═════ DOCUMENT PASSAGE

# Example 07: Thermal Plants

## Description

This example demonstrates multiple thermal power plant configurations and their integrated operation within a Hercules framework. The example showcases various thermal components including open-cycle gas turbines (OCGTs) and steam turbines, and their state machine behaviors including startup sequences, power ramping, minimum stable load constraints, and shutdown sequences. The default example simulates an OCGT, but the user can simulate the steam turbine example by changing the input file used in `hercules_runscript.py` from `hercules_input_ocgt.yaml` to `hearcules_input_hcst.yaml`.

For details on thermal component parameters and configuration, see {doc}`../open_cycle_gas_turbine`, {doc}`../steam_turbine`, {doc}`../combined_cycle_plant`, and {doc}`../thermal_plant`. For details on the underlying state machine and ramp behavior, see {doc}`../thermal_component_base`.

## Scenario

The simulation runs for 6 hours with 1-minute time steps. A controller commands the turbine through several operating phases. The table below shows both **control commands** (setpoint changes) and **state transitions** (responses to commands based on constraints).

══════════
═════ ROWS

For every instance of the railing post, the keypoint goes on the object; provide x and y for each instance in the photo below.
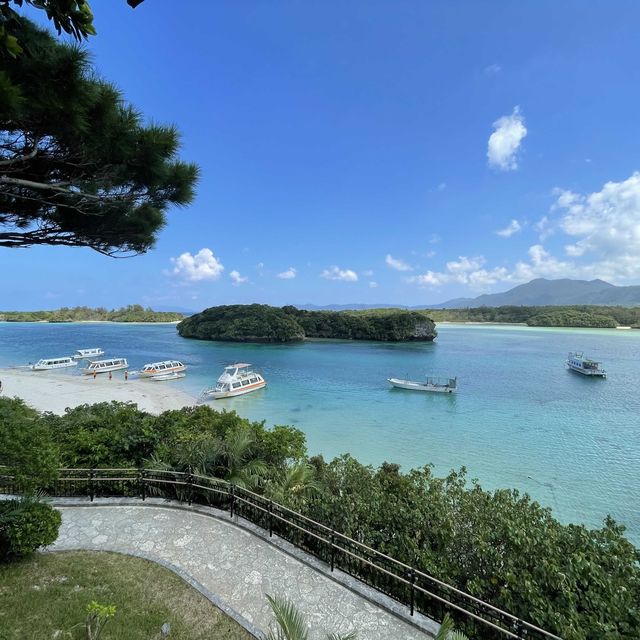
(519, 629)
(333, 549)
(189, 485)
(143, 485)
(412, 591)
(232, 499)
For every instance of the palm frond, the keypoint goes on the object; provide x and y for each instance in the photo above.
(446, 628)
(290, 621)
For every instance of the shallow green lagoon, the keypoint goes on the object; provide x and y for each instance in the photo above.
(520, 419)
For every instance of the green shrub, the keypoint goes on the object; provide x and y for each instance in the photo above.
(26, 525)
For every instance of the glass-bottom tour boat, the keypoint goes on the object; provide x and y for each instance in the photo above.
(236, 379)
(576, 361)
(88, 354)
(104, 366)
(155, 369)
(53, 363)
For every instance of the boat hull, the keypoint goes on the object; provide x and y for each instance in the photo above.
(65, 365)
(172, 375)
(219, 395)
(152, 373)
(417, 386)
(84, 354)
(591, 373)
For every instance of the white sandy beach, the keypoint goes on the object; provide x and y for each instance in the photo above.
(58, 390)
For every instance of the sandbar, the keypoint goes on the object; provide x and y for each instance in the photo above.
(56, 391)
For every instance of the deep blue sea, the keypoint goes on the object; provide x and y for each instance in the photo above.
(520, 418)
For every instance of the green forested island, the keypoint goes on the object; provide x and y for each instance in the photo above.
(594, 316)
(262, 323)
(130, 313)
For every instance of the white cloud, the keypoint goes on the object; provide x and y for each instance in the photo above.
(464, 264)
(492, 69)
(513, 227)
(603, 229)
(289, 274)
(544, 227)
(605, 225)
(335, 273)
(203, 266)
(505, 140)
(397, 264)
(237, 278)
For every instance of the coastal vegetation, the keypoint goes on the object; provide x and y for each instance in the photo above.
(263, 323)
(550, 316)
(78, 166)
(500, 546)
(48, 595)
(130, 313)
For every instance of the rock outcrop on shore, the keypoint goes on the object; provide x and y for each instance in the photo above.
(263, 323)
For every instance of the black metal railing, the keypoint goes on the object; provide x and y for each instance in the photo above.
(419, 591)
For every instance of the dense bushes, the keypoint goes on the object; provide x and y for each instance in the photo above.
(580, 583)
(550, 316)
(26, 525)
(130, 313)
(262, 323)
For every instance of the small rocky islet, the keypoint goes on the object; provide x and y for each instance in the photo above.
(264, 323)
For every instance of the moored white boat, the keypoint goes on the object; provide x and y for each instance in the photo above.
(157, 368)
(104, 366)
(236, 379)
(436, 385)
(576, 361)
(45, 364)
(87, 354)
(171, 375)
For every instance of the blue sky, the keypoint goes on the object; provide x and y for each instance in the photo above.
(377, 152)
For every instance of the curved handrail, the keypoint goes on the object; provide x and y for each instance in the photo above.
(234, 499)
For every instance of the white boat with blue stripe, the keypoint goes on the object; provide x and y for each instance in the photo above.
(432, 384)
(578, 362)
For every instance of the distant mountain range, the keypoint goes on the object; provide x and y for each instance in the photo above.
(541, 292)
(538, 292)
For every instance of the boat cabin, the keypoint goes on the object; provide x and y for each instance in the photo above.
(53, 363)
(166, 366)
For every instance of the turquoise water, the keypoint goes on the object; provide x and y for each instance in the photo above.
(520, 418)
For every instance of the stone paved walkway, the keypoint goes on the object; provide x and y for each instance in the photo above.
(232, 563)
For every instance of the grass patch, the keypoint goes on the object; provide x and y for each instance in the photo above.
(46, 595)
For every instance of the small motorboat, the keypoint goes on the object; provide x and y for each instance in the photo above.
(436, 385)
(236, 379)
(88, 354)
(576, 361)
(45, 364)
(170, 375)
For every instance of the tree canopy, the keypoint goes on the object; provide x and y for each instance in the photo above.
(71, 16)
(262, 323)
(78, 167)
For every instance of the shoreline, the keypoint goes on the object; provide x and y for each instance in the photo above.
(57, 391)
(88, 322)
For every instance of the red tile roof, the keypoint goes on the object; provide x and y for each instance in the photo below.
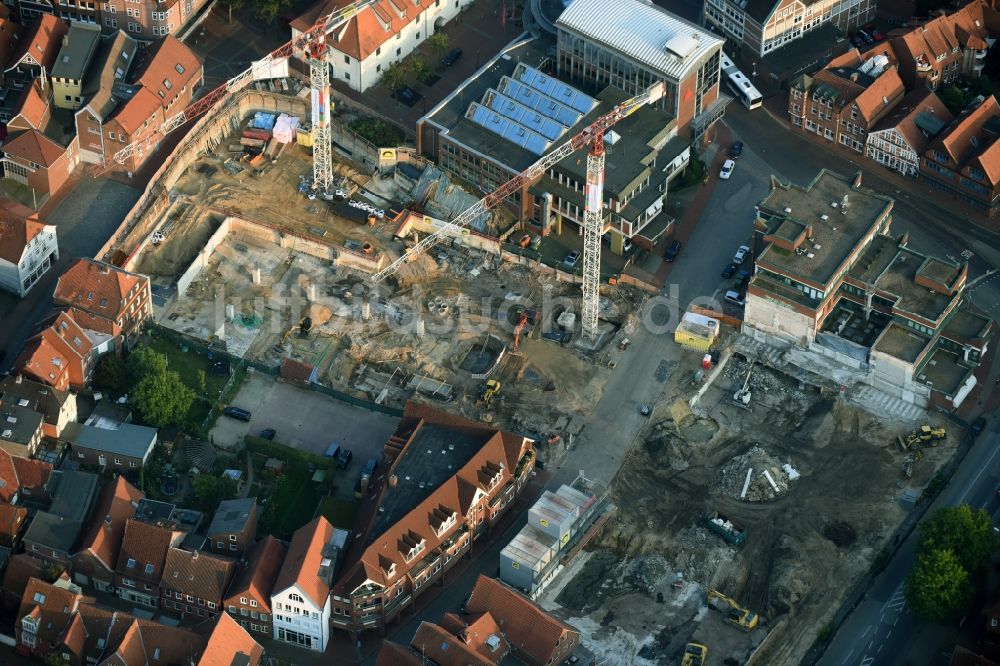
(18, 226)
(147, 545)
(33, 146)
(255, 579)
(107, 524)
(370, 28)
(200, 575)
(301, 566)
(230, 644)
(42, 43)
(17, 472)
(98, 288)
(528, 628)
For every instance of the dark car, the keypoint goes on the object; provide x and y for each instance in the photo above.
(237, 413)
(673, 250)
(344, 457)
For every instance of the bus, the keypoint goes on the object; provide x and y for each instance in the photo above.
(741, 86)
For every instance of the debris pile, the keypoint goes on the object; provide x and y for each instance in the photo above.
(755, 476)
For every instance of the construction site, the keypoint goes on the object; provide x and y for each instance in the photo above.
(769, 494)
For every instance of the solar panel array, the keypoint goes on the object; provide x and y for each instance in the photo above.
(531, 109)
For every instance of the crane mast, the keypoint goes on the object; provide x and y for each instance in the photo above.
(579, 141)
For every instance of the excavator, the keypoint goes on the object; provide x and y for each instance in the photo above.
(925, 435)
(736, 614)
(695, 654)
(491, 389)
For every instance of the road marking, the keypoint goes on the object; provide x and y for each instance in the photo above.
(982, 469)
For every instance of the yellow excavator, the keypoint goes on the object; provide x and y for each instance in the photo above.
(491, 389)
(695, 654)
(925, 435)
(736, 614)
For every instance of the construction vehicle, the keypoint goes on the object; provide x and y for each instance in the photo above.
(490, 390)
(695, 654)
(925, 435)
(309, 44)
(731, 531)
(595, 223)
(736, 614)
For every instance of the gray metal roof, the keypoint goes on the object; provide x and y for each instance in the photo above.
(127, 439)
(231, 516)
(77, 51)
(642, 32)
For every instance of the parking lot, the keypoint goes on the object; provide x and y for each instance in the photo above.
(304, 420)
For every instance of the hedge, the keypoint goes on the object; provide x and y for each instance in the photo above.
(285, 453)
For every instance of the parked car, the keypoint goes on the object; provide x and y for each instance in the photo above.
(237, 413)
(673, 250)
(344, 457)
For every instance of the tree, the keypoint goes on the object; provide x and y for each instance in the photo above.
(938, 587)
(439, 43)
(394, 77)
(161, 398)
(110, 373)
(967, 533)
(210, 490)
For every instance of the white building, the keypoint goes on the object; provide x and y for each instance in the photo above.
(300, 600)
(28, 248)
(379, 35)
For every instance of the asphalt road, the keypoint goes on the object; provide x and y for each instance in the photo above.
(882, 630)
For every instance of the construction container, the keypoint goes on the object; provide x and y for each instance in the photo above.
(696, 332)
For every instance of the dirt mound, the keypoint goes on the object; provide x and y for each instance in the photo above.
(756, 460)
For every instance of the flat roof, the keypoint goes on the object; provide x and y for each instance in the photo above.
(966, 324)
(643, 33)
(942, 372)
(899, 279)
(901, 342)
(434, 456)
(837, 236)
(531, 547)
(77, 50)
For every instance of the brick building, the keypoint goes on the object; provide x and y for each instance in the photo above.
(447, 482)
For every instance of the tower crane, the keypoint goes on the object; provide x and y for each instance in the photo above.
(312, 43)
(592, 136)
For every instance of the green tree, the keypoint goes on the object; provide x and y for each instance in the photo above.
(439, 43)
(210, 490)
(395, 76)
(966, 532)
(161, 398)
(110, 373)
(419, 69)
(938, 587)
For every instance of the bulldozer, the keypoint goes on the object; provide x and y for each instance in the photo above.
(925, 435)
(695, 654)
(736, 614)
(490, 390)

══════════

PROBLEM TO SOLVE —
Reproduce the thermal plants example text word for word, from its heading through its final sentence.

TASK RESPONSE —
# Example 07: Thermal Plants

## Description

This example demonstrates multiple thermal power plant configurations and their integrated operation within a Hercules framework. The example showcases various thermal components including open-cycle gas turbines (OCGTs) and steam turbines, and their state machine behaviors including startup sequences, power ramping, minimum stable load constraints, and shutdown sequences. The default example simulates an OCGT, but the user can simulate the steam turbine example by changing the input file used in `hercules_runscript.py` from `hercules_input_ocgt.yaml` to `hearcules_input_hcst.yaml`.

For details on thermal component parameters and configuration, see {doc}`../open_cycle_gas_turbine`, {doc}`../steam_turbine`, {doc}`../combined_cycle_plant`, and {doc}`../thermal_plant`. For details on the underlying state machine and ramp behavior, see {doc}`../thermal_component_base`.

## Scenario

The simulation runs for 6 hours with 1-minute time steps. A controller commands the turbine through several operating phases. The table below shows both **control commands** (setpoint changes) and **state transitions** (responses to commands based on constraints).